- STATED EXERCISE
Exactly reproduce each entry, leaving out nothing.

— Start GIVEN ENTRIES —

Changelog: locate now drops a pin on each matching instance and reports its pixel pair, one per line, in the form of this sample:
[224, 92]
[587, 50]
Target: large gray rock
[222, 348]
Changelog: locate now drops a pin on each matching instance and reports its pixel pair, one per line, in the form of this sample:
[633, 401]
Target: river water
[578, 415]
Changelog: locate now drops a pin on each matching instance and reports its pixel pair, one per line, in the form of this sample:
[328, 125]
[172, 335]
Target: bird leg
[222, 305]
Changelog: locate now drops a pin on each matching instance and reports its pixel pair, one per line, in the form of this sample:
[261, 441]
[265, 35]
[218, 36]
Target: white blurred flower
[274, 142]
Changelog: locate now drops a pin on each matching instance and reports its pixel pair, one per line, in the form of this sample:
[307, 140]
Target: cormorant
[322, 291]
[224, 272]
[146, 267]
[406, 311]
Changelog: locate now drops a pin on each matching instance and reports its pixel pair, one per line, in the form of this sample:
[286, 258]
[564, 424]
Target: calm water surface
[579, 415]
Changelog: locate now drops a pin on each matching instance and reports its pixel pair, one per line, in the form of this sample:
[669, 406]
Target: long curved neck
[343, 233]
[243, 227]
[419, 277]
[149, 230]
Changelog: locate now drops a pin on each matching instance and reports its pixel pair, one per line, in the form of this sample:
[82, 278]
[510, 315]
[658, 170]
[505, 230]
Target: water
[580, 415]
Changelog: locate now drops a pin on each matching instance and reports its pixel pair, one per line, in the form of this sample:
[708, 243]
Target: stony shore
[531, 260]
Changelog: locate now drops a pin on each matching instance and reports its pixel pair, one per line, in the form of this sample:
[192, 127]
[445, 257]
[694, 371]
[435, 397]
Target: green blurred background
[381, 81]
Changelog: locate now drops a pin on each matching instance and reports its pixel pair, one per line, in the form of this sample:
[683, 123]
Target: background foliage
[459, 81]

— End GIVEN ENTRIES —

- EXERCISE RESULT
Changelog: locate now drops a pin on each matching instance and reports its pixel pair, one per line, in the form of this sample:
[224, 92]
[587, 50]
Target: large gray rock
[222, 348]
Changelog: locate now drops a pin on each matching instance and reports its pixel pair, one per line, in the form of this sample:
[633, 401]
Target: river water
[578, 415]
Changelog: locate now drops a pin on each matching instance and reports its pixel pair, one per line, in the form of this sample:
[328, 125]
[172, 335]
Target: bird leg
[222, 305]
Changelog: locate now drops a pin on each matching instance and reports its pixel pair, one per line, in the form of this sample:
[261, 441]
[265, 35]
[218, 36]
Target: white blurred flower
[274, 142]
Changelog: locate now drops a pin on each matching instance and reports its pixel pair, one per line, in the form of this sample:
[307, 140]
Target: cormorant
[322, 291]
[224, 272]
[146, 267]
[406, 311]
Changelog: locate now drops a pin on each matching instance and reports its pixel pair, one per line, in the form of this sample:
[286, 258]
[564, 424]
Target: calm water surface
[579, 415]
Changelog: locate now drops a pin on each matching instance and reports its pixel pair, one per line, in the form of this sample:
[669, 406]
Target: long curved neck
[343, 233]
[243, 227]
[419, 277]
[149, 230]
Changelog: locate now drops a pin on each matching instance and reports its pixel pair, one per line, in the form of this sample:
[82, 278]
[510, 315]
[658, 170]
[505, 230]
Target: water
[580, 415]
Changelog: locate now drops a pin on each matching instance and reports its pixel pair, one per line, in the form of this sample:
[708, 243]
Target: stony shore
[531, 260]
Changelog: locate now drops a pin on each matching instance and reports its pixel pair, one per line, in the form of this sample:
[192, 127]
[445, 257]
[694, 371]
[435, 397]
Target: green blurred background
[381, 81]
Changelog: locate now drops a pin on each matching instance and reports its pixel pair, one per line, in the form of this sample:
[683, 123]
Target: background foliage
[459, 81]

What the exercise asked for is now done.